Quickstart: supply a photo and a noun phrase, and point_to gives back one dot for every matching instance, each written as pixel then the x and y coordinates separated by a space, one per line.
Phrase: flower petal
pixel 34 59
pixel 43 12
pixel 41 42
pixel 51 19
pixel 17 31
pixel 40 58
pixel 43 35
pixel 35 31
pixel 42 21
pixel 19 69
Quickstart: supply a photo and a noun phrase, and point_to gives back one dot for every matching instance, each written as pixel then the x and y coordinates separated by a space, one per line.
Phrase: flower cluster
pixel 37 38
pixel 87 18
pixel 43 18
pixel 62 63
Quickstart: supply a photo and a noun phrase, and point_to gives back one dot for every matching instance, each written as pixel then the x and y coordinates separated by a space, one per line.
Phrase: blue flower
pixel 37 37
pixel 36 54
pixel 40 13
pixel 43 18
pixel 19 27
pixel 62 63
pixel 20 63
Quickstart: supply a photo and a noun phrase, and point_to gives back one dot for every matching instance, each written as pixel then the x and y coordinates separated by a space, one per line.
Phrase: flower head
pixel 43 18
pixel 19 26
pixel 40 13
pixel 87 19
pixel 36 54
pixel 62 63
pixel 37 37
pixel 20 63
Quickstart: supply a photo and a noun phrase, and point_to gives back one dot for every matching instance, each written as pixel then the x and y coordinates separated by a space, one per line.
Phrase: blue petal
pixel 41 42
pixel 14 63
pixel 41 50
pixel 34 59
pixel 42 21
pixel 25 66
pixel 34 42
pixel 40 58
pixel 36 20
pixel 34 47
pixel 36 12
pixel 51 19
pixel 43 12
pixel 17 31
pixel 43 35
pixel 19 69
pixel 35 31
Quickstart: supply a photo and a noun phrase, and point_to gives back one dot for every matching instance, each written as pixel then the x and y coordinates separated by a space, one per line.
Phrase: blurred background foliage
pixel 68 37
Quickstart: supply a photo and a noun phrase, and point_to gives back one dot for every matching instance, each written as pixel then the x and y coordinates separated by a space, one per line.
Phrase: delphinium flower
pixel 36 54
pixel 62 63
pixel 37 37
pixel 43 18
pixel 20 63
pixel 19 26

───

**EXERCISE AIM**
Update all of the records above by swapping every occurrence of "Quickstart" for "Getting started", and keep everything else unchanged.

**COMPLETED EXERCISE**
Getting started: supply a photo and a noun phrase, and point_to gives back one dot for every matching instance, each written as pixel then the x and y coordinates separated by a space, one per line.
Phrase: flower petal
pixel 34 59
pixel 43 12
pixel 41 42
pixel 51 19
pixel 17 31
pixel 40 58
pixel 43 35
pixel 35 31
pixel 42 21
pixel 19 69
Getting started: supply a photo and a noun phrase, and point_to gives back one dot for every matching instance, each written as pixel then the x and y coordinates separated by a space, one per line.
Phrase: flower cluster
pixel 37 38
pixel 87 18
pixel 43 18
pixel 62 63
Getting started: supply a photo and a noun phrase, and point_to gives back one dot for every matching instance, each written as pixel then the x and y coordinates separated by a space, one per line.
Phrase: blue flower
pixel 37 37
pixel 36 54
pixel 40 13
pixel 43 18
pixel 19 27
pixel 62 63
pixel 20 63
Getting started: supply a photo and a noun phrase, and point_to gives back one dot for every matching instance, each written as pixel then the x and y coordinates separated by a space, one per line.
Phrase: flower head
pixel 43 18
pixel 19 26
pixel 40 13
pixel 87 19
pixel 36 54
pixel 62 63
pixel 37 37
pixel 20 63
Getting started: supply a photo and a noun phrase, and point_to gives back one dot for every matching instance, each written as pixel then the x and y coordinates separated by a space, one per line.
Phrase: blue petal
pixel 41 42
pixel 14 63
pixel 41 50
pixel 34 59
pixel 42 21
pixel 25 66
pixel 34 42
pixel 40 58
pixel 36 20
pixel 34 47
pixel 36 12
pixel 51 19
pixel 43 12
pixel 17 31
pixel 43 35
pixel 19 69
pixel 35 31
Getting started: supply a photo and a noun phrase, and point_to gives back one dot for every matching instance, each written as pixel then the x and y coordinates separated by a space, one per line.
Phrase: blurred background foliage
pixel 68 37
Getting started: supply a photo and a noun phrase, and point_to gives back one dot for every matching instance, each written as pixel then the x and y coordinates separated by a space, one per line.
Phrase: delphinium flower
pixel 36 54
pixel 62 63
pixel 37 37
pixel 43 18
pixel 20 63
pixel 19 26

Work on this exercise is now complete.